Set problem 1: From the leaf lard thread below, extract the passage starting with "## journey11 (Sep 1, 2019)" and going on through "to him, lol.".
Set problem 2: Give the author and date of each post in the leaf lard thread below.
Set problem 3: Write what comes next in the leaf lard thread below, starting after the final quoted line.

Source excerpt:
** START **
# Does this lard look right to you?



## journey11 (Sep 1, 2019)

We bought half of a hog off of a friend the other day and I asked the butcher to save the leaf lard for me. First time I've done it. I was expecting it to be harder than this, just taken out of the fridge. It was a bit squishy and stuck to the bag. And after rendering and cooling overnight it's still liquid, like oil. I'm just wondering if they gave me the right stuff? I wanted to use it for soap making. It will make a difference on my recipe calculations depending what kind it is. DH ate the cracklings. Didn't make any difference to him, lol.


----------



## Baymule (Sep 1, 2019)

Leaf lard is softer. Maybe for soap making you should have gotten the outer fat, under  the skin,  it is harder. 

Been missing you on TEG. Good to see you.


----------



## journey11 (Sep 4, 2019)

Baymule said:


> Leaf lard is softer. Maybe for soap making you should have gotten the outer fat, under  the skin,  it is harder.
> 
> Been missing you on TEG. Good to see you.
** END **
Dataset content:
** START **
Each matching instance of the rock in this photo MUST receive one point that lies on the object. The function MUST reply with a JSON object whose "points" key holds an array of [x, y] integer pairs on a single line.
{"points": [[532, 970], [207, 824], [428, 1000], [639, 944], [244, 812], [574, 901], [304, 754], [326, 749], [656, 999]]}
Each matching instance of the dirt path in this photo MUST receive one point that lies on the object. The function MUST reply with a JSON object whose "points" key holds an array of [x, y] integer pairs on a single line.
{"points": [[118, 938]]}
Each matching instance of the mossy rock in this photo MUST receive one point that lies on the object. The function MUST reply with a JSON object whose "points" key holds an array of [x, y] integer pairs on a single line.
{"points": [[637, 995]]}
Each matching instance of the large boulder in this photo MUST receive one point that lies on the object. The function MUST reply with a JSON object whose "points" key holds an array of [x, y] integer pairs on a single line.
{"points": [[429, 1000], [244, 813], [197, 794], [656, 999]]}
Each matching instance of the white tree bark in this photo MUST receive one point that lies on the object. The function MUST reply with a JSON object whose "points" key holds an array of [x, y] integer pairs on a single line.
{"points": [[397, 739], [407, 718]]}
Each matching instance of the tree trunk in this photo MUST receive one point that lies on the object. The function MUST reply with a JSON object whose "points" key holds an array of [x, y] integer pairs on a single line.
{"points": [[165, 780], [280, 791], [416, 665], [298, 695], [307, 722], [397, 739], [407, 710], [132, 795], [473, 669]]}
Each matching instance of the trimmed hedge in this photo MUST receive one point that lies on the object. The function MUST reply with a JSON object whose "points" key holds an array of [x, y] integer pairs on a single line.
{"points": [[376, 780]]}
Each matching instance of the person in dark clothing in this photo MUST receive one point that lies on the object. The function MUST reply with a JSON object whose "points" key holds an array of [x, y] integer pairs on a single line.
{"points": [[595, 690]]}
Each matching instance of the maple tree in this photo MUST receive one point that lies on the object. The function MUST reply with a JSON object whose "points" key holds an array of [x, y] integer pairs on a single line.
** END **
Exercise result 1:
## journey11 (Sep 1, 2019)

We bought half of a hog off of a friend the other day and I asked the butcher to save the leaf lard for me. First time I've done it. I was expecting it to be harder than this, just taken out of the fridge. It was a bit squishy and stuck to the bag. And after rendering and cooling overnight it's still liquid, like oil. I'm just wondering if they gave me the right stuff? I wanted to use it for soap making. It will make a difference on my recipe calculations depending what kind it is. DH ate the cracklings. Didn't make any difference to him, lol.

Exercise result 2:
journey11, Sep 1, 2019
Baymule, Sep 1, 2019
journey11, Sep 4, 2019

Exercise result 3:
Yeah, it turned out gross, smells meaty. I've rendered back fat from deer before and it was pure white, solid and odorless. We're hoping to raise our own pigs before long. I have a farm now, inherited my dads. It needs lots of work before we get to that point though. 

Wow, I never realized BYH was such a busy place. I need to check in over at TEG. Almost time to report on the beans I grew for Russ. Life has been kicking me in the butt here lately. I only had 2 little raised beds for a garden this year and those went in very late.


----------



## sfgwife (Sep 11, 2019)

journey11 said:


> Yeah, it turned out gross, smells meaty. I've rendered back fat from deer before and it was pure white, solid and odorless. We're hoping to raise our own pigs before long. I have a farm now, inherited my dads. It needs lots of work before we get to that point though.
> 
> Wow, I never realized BYH was such a busy place. I need to check in over at TEG. Almost time to report on the beans I grew for Russ. Life has been kicking me in the butt here lately. I only had 2 little raised beds for a garden this year and those went in very late.



If it smells it may have just “cooked” a lil too long. I did that one time and it was like that.  But even when i do lard from ours it is much softer than store bought lard at room temp. I just keep mine in the fridge and only do a few qts at a time since it is easy to make.


----------



## Ron Bequeath (Sep 11, 2019)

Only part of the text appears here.